TASK INSTRUCTIONS —
Pick out and copy each line of the data below that contains the word "helmet".

[GIVEN ENTRIES start]

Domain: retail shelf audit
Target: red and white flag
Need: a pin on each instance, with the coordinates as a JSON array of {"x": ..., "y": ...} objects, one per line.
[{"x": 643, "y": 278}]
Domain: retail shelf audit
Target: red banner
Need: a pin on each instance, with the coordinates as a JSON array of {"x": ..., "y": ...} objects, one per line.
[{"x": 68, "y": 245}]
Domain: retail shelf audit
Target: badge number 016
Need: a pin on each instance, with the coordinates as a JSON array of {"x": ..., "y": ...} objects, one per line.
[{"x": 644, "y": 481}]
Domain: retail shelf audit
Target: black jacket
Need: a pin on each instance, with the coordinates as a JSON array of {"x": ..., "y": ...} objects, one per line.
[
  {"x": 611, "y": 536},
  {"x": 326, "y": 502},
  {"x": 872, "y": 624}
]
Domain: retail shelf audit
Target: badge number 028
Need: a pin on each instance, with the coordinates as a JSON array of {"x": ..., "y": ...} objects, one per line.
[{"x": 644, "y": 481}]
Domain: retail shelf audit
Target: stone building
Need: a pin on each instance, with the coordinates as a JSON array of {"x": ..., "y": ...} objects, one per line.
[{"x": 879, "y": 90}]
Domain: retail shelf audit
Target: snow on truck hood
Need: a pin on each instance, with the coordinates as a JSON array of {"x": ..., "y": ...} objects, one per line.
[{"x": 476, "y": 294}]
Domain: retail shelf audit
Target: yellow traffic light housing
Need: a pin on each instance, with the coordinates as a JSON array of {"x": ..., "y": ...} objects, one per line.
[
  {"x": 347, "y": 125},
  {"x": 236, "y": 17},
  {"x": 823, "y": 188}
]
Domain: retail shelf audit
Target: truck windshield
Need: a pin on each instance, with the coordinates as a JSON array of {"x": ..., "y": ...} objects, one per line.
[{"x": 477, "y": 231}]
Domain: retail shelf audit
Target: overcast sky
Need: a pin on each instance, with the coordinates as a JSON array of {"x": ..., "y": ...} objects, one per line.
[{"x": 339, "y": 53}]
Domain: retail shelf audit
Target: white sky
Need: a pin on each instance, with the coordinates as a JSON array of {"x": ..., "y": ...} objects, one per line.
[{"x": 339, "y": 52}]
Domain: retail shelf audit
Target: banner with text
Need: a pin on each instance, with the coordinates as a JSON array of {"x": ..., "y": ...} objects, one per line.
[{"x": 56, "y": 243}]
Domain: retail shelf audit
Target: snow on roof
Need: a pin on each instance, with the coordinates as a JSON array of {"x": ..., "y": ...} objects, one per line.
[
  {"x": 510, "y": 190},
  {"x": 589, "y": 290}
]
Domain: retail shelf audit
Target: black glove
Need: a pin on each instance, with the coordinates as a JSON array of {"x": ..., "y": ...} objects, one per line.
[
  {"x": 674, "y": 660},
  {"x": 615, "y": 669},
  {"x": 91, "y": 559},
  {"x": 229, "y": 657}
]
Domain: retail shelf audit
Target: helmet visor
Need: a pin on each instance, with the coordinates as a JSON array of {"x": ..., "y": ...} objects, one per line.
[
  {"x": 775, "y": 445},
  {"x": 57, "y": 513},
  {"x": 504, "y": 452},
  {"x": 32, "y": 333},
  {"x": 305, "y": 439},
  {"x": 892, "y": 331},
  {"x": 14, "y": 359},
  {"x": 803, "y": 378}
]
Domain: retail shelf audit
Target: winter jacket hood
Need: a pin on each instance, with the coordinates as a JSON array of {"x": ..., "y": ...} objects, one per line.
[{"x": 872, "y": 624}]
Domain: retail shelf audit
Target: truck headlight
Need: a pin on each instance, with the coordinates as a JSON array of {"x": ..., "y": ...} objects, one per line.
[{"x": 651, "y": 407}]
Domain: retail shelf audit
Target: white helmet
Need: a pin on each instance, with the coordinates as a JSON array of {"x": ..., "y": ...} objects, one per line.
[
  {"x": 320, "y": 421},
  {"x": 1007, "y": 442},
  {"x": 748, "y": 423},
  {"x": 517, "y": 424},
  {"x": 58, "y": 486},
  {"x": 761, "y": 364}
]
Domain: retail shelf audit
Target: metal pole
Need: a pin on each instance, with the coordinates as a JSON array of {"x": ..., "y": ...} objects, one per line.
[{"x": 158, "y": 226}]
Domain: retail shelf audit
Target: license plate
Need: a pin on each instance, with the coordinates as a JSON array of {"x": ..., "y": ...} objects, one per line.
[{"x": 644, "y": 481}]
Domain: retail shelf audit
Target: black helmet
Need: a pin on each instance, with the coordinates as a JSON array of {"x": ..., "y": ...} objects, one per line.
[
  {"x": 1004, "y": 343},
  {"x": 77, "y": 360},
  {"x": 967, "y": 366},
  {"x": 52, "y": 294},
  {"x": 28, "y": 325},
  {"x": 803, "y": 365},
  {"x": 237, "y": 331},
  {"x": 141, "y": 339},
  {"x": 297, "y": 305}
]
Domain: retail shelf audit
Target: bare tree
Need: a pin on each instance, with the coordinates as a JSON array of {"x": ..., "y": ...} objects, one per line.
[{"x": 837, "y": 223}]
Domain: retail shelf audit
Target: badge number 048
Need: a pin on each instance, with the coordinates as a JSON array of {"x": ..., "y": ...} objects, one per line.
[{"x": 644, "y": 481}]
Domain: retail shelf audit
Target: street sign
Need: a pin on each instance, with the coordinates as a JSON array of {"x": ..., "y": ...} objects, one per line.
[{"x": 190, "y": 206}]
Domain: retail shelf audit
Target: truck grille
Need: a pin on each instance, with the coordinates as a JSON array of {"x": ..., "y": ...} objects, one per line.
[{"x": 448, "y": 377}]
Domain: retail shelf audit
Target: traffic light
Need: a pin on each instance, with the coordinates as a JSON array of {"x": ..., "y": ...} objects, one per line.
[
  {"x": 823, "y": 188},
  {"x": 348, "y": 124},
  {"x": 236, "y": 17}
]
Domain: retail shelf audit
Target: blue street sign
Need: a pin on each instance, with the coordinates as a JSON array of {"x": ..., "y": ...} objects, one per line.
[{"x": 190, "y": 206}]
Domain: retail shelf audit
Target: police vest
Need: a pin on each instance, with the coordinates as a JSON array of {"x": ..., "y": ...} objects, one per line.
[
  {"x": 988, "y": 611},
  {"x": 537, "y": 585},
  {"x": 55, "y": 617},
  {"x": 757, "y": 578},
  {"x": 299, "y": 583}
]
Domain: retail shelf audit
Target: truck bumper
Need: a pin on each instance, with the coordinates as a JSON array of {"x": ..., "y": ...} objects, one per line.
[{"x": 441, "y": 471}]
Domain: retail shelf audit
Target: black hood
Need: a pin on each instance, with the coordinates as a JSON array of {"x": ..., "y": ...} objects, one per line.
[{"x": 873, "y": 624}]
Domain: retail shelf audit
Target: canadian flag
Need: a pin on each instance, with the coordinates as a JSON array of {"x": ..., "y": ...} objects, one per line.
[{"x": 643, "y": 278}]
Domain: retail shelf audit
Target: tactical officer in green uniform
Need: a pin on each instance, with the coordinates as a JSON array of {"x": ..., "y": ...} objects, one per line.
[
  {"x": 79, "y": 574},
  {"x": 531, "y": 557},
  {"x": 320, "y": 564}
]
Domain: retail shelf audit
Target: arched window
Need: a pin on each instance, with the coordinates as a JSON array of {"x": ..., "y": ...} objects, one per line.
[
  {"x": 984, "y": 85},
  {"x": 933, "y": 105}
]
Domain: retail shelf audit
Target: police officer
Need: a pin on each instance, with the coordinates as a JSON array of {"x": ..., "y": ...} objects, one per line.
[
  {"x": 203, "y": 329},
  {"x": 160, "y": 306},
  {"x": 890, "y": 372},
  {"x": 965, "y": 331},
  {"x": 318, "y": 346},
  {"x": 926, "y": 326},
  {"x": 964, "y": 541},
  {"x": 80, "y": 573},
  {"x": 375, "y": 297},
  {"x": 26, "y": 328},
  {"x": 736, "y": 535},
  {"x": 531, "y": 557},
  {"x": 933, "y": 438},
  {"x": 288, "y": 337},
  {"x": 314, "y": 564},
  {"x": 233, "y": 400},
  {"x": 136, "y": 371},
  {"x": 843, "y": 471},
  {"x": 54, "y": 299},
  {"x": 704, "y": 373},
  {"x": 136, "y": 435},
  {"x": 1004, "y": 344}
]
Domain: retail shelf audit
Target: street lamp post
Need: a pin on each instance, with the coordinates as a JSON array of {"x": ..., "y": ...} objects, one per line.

[GIVEN ENTRIES end]

RESPONSE TO THE EXERCISE —
Target: helmet visor
Target: white helmet
Target: black helmet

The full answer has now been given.